*EXERCISE AIM*
Repeat every item below word for word, leaving the pictures out of your answer.

(Point labeling data from photos)
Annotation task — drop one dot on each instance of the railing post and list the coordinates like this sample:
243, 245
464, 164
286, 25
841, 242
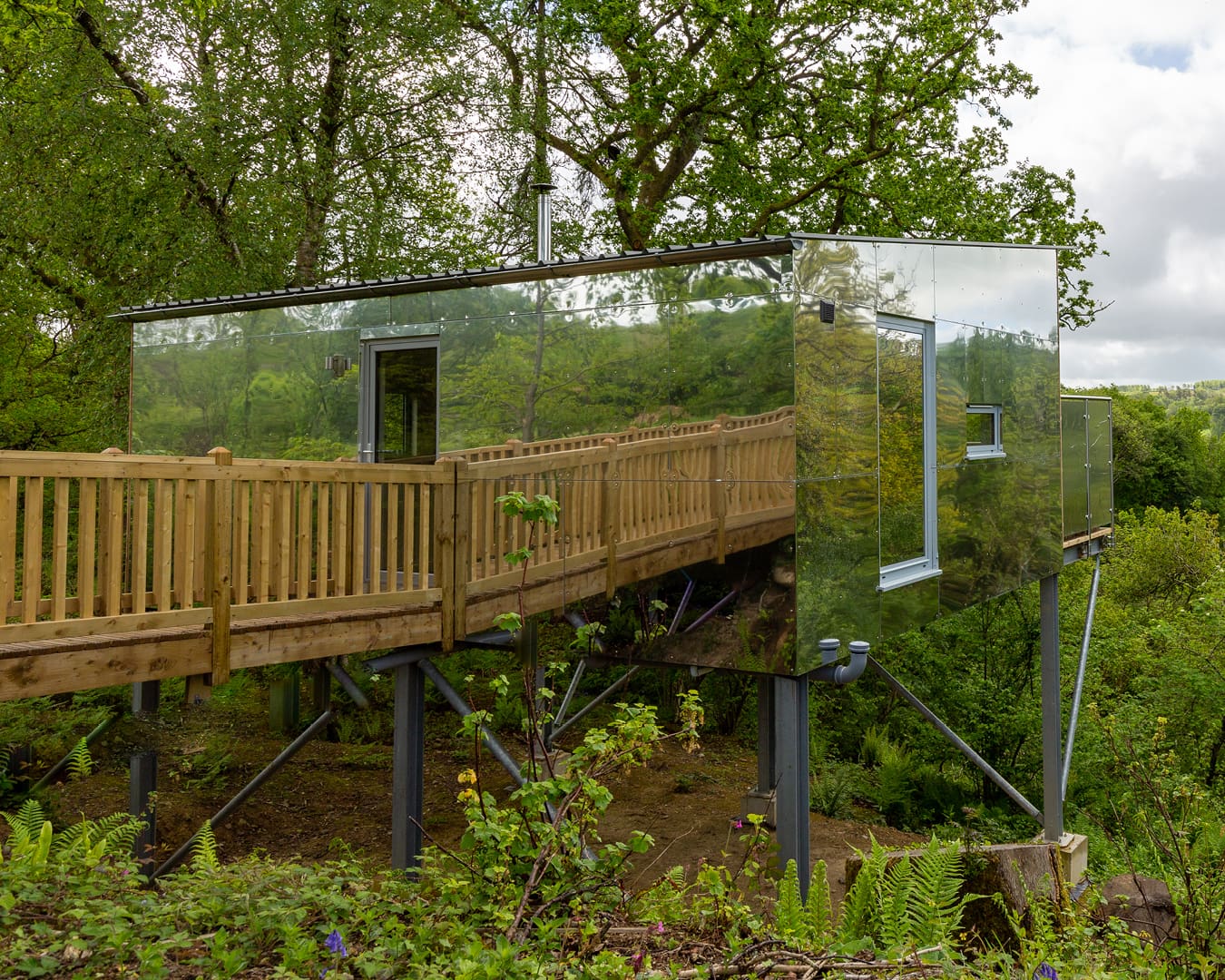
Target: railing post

*RESULT*
Annotation task — drop one dot on each instance of the railing post and list the coordinates like this sample:
243, 245
464, 164
286, 25
841, 242
Target: railing post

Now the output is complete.